| The request |
Quote the records below word for word, beginning at the line that contains "Each instance of the white" and stopping after the line that contains "x=729 y=559".

---- Given records

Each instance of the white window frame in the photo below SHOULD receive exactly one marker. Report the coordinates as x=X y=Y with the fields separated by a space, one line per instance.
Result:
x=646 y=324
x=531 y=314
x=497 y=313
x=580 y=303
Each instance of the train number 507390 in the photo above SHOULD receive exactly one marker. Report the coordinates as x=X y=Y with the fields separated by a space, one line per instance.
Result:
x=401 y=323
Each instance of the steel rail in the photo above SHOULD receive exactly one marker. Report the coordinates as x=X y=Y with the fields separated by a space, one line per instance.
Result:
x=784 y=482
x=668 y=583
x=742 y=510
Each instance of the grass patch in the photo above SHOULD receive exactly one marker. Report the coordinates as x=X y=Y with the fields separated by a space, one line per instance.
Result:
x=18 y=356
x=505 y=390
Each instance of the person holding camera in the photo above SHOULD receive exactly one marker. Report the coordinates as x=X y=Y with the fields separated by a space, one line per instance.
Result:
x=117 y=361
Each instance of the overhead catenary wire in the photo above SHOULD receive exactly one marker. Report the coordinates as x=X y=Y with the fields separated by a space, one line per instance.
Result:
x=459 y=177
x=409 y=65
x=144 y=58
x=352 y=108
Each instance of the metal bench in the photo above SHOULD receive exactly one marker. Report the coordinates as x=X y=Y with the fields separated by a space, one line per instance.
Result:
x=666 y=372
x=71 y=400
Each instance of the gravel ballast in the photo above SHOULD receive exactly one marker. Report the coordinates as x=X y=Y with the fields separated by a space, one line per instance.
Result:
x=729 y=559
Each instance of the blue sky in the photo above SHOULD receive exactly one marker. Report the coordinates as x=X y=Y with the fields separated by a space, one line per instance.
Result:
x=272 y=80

--------
---- Given records

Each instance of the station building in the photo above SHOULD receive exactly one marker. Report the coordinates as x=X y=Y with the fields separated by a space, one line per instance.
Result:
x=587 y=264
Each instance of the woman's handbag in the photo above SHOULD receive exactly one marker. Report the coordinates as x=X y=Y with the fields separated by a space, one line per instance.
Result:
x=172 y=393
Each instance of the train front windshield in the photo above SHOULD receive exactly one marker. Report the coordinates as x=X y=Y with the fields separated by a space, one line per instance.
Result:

--------

| Result below |
Each instance of the white window frame in the photo below SHOULD receive exactly one marker. Report the coordinates as x=X y=Y with the fields separated by a space, one line per instance.
Result:
x=646 y=324
x=531 y=314
x=497 y=313
x=580 y=303
Each instance of the train number 507390 in the photo above SHOULD receive exactly one marker. Report the coordinates as x=X y=Y with the fields separated by a space, one line per instance.
Result:
x=401 y=323
Each instance of the steel rail in the photo above SHOULD receive exactly one marker. Report the coordinates as x=X y=Y with the fields separated by a space, one line per instance.
Result:
x=784 y=482
x=668 y=583
x=742 y=510
Each instance of the grass patch in the photo above SHOULD receive exactly one marker. Report the coordinates as x=X y=Y with the fields separated by a space, one line per instance.
Result:
x=18 y=356
x=505 y=390
Each instance of the person holding camera in the photo above SHOULD receive exactly one marker. Report the coordinates as x=X y=Y with the fields separated by a space, one line per instance.
Result:
x=117 y=361
Each instance of the overhead catenary wire in the photo above SHOULD receive exactly one marker. Report the coordinates as x=X y=Y with the fields separated by a space, one line per instance.
Result:
x=459 y=177
x=409 y=65
x=144 y=58
x=352 y=108
Each instance of the metal bench in the photo above SHOULD receive exactly one marker. Report the coordinates as x=X y=Y with the fields separated by a space, one line per instance.
Result:
x=666 y=372
x=71 y=400
Each instance of the gravel ballast in the photo above SHOULD receive exactly one marker. Report the coordinates as x=X y=Y with the fields separated by a space, one line per instance.
Result:
x=729 y=559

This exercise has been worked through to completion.